BEGIN

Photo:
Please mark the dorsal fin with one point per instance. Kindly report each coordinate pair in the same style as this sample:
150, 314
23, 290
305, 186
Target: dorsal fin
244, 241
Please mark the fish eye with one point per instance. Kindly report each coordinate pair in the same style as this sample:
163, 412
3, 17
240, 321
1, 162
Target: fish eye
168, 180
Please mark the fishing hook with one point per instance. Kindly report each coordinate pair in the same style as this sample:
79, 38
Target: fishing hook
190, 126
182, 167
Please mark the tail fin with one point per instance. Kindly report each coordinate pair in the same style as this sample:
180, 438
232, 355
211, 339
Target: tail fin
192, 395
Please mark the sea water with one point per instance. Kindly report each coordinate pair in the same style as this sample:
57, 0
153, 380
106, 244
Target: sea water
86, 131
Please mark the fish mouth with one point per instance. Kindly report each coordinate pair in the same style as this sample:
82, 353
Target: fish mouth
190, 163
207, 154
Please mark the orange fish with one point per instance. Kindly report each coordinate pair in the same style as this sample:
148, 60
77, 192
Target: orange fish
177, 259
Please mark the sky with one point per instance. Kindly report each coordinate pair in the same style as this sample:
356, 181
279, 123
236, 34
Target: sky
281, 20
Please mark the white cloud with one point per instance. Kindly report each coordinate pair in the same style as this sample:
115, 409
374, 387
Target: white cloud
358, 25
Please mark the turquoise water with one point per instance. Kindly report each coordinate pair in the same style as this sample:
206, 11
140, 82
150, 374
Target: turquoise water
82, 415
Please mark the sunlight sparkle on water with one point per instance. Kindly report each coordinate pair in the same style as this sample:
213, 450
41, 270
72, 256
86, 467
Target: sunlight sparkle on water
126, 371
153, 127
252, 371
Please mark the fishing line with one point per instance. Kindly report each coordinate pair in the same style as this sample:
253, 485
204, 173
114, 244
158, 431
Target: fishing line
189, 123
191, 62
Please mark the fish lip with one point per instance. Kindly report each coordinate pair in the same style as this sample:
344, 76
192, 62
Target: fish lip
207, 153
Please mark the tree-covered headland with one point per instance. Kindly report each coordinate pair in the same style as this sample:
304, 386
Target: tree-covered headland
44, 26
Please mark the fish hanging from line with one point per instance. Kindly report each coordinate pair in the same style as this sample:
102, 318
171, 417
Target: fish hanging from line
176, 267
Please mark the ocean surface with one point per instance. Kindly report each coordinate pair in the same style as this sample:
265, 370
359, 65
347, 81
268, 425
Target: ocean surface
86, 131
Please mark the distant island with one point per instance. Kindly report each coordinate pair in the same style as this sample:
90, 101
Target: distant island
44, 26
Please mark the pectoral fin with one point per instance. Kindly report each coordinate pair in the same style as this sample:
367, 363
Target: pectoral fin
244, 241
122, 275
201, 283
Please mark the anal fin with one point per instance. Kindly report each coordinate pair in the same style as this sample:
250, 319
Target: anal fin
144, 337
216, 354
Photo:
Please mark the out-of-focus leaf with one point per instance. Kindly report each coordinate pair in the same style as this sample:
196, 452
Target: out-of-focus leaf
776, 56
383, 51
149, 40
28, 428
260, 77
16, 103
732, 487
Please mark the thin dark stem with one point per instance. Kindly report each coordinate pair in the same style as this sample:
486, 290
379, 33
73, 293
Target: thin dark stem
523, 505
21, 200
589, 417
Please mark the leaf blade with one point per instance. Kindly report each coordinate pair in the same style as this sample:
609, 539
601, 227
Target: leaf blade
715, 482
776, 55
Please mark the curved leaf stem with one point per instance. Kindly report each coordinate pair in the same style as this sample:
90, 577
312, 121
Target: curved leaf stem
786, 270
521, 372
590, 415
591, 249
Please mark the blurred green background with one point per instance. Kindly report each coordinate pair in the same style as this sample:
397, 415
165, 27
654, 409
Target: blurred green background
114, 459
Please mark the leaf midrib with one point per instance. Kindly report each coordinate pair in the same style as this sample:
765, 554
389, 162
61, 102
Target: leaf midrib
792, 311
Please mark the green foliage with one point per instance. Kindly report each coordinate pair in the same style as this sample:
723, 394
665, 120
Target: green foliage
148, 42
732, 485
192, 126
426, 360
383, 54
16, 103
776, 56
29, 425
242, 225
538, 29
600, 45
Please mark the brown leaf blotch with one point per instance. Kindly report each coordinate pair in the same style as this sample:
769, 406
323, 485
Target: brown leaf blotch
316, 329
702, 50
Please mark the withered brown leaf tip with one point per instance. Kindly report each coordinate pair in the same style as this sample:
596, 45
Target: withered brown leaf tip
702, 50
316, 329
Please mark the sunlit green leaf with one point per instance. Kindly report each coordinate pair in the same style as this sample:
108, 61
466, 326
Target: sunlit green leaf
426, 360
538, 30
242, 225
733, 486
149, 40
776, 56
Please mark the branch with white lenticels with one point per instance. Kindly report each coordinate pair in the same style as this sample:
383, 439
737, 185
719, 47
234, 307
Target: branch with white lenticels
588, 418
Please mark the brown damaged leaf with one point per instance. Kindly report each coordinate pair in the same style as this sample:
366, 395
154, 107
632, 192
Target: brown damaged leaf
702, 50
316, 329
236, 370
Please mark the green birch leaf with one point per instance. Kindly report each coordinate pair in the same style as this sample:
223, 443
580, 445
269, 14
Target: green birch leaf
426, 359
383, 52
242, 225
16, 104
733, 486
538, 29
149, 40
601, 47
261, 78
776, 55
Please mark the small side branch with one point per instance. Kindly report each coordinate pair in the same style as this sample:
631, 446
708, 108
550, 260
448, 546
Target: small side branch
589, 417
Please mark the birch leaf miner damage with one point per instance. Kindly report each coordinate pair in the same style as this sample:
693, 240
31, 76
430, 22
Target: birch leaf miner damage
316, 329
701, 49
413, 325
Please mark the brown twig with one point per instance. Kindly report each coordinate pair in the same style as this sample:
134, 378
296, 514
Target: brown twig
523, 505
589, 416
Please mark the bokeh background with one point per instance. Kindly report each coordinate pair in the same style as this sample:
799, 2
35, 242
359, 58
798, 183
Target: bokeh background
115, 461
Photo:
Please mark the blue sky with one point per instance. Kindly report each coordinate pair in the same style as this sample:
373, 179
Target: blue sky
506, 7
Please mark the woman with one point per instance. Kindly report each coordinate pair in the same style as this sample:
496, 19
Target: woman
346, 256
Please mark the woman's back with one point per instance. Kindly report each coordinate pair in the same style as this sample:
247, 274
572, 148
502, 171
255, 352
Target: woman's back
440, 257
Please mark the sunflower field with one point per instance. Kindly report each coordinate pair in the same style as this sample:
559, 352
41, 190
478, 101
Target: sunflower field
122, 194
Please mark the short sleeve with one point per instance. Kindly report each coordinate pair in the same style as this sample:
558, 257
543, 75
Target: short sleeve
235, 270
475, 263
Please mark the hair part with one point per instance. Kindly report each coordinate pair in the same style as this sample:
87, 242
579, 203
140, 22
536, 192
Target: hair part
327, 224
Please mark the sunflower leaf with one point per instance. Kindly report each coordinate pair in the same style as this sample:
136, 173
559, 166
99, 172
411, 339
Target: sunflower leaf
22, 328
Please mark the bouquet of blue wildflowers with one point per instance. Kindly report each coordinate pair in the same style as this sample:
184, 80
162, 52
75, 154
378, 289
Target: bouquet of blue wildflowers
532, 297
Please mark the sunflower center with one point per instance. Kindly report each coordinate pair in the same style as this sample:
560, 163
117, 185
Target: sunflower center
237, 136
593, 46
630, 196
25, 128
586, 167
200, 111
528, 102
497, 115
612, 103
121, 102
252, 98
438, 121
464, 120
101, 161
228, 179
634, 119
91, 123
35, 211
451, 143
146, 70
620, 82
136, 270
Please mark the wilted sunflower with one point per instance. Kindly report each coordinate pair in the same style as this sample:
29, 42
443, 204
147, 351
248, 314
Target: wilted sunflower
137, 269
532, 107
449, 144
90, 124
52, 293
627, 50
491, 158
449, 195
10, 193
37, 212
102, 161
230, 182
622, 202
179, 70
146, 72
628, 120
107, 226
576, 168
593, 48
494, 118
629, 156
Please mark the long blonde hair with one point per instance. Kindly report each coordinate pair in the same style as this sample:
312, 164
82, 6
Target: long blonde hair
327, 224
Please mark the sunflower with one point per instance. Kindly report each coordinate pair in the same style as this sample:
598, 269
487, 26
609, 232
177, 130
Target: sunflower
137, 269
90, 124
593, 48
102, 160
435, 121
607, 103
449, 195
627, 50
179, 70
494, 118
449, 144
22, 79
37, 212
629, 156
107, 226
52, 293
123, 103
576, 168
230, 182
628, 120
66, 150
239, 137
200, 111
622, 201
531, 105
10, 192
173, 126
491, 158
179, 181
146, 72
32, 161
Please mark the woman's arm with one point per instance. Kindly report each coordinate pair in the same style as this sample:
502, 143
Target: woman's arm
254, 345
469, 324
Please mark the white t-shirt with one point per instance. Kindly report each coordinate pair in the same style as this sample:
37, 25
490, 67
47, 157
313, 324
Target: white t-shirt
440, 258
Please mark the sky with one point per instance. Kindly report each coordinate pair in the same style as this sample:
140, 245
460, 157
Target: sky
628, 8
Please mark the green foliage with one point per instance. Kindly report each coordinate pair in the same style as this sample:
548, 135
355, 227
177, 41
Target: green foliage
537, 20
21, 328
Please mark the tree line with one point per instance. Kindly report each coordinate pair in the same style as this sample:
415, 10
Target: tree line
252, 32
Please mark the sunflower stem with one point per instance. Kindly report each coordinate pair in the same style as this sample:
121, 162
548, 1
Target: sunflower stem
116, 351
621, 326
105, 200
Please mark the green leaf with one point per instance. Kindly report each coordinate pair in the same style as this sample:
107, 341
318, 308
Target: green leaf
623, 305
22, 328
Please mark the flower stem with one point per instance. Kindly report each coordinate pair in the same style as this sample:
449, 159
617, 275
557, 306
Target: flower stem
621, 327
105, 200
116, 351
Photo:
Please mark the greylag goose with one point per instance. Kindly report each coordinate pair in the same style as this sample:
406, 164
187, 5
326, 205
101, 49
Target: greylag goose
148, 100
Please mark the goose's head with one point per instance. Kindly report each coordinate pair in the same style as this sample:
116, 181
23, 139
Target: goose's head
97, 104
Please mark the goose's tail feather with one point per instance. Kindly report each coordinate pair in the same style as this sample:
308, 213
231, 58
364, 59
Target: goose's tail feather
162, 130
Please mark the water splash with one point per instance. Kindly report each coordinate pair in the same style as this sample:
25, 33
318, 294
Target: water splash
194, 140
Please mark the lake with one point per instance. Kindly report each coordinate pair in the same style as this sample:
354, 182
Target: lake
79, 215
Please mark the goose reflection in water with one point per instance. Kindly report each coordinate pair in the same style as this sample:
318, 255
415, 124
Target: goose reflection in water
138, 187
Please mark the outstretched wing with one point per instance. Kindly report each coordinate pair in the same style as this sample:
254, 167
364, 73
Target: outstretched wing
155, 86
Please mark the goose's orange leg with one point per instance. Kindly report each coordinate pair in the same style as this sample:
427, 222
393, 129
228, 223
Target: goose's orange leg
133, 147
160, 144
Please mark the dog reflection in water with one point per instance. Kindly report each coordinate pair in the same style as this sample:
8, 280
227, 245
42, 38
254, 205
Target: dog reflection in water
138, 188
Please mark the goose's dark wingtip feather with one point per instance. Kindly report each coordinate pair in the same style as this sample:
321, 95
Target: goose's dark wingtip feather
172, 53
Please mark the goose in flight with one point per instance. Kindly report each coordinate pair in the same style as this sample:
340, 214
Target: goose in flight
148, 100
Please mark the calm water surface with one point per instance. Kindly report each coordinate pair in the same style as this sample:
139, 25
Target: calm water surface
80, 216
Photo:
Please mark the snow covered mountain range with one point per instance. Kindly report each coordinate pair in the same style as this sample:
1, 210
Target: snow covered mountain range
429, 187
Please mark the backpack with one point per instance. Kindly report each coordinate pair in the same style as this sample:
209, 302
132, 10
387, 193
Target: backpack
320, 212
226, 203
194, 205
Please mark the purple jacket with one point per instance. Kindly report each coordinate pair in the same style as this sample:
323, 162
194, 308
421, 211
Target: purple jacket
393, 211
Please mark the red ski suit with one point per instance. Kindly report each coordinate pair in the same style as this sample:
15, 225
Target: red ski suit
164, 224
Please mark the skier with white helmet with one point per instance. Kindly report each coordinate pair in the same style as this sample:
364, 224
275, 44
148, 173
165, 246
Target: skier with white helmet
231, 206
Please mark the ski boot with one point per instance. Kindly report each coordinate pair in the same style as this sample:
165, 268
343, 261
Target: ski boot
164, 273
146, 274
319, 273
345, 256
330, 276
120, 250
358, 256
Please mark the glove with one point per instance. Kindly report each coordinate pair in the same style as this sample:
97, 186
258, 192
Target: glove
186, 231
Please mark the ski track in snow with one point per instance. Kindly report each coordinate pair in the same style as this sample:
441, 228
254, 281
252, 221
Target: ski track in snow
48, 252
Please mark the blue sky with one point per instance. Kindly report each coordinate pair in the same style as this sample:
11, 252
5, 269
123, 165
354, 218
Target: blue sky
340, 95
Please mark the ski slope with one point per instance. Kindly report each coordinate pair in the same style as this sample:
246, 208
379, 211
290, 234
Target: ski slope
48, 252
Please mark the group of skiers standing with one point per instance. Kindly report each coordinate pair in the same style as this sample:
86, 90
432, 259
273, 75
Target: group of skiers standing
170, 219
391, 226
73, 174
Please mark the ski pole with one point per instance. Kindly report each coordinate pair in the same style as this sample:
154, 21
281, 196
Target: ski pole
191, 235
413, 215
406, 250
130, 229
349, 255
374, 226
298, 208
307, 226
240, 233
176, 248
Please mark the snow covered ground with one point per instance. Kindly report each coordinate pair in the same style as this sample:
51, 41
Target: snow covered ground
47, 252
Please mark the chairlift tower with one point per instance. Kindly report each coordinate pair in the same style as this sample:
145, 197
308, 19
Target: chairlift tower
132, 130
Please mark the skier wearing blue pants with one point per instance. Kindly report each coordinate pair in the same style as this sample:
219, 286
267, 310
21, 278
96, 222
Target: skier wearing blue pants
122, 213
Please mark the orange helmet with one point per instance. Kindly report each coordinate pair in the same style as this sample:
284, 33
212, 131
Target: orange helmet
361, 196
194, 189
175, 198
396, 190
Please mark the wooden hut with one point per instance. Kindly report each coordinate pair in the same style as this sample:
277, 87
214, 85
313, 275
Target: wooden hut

END

• ASSIGNED TASK
Please state only the number of lines above that hold the string "wooden".

• THE ANSWER
2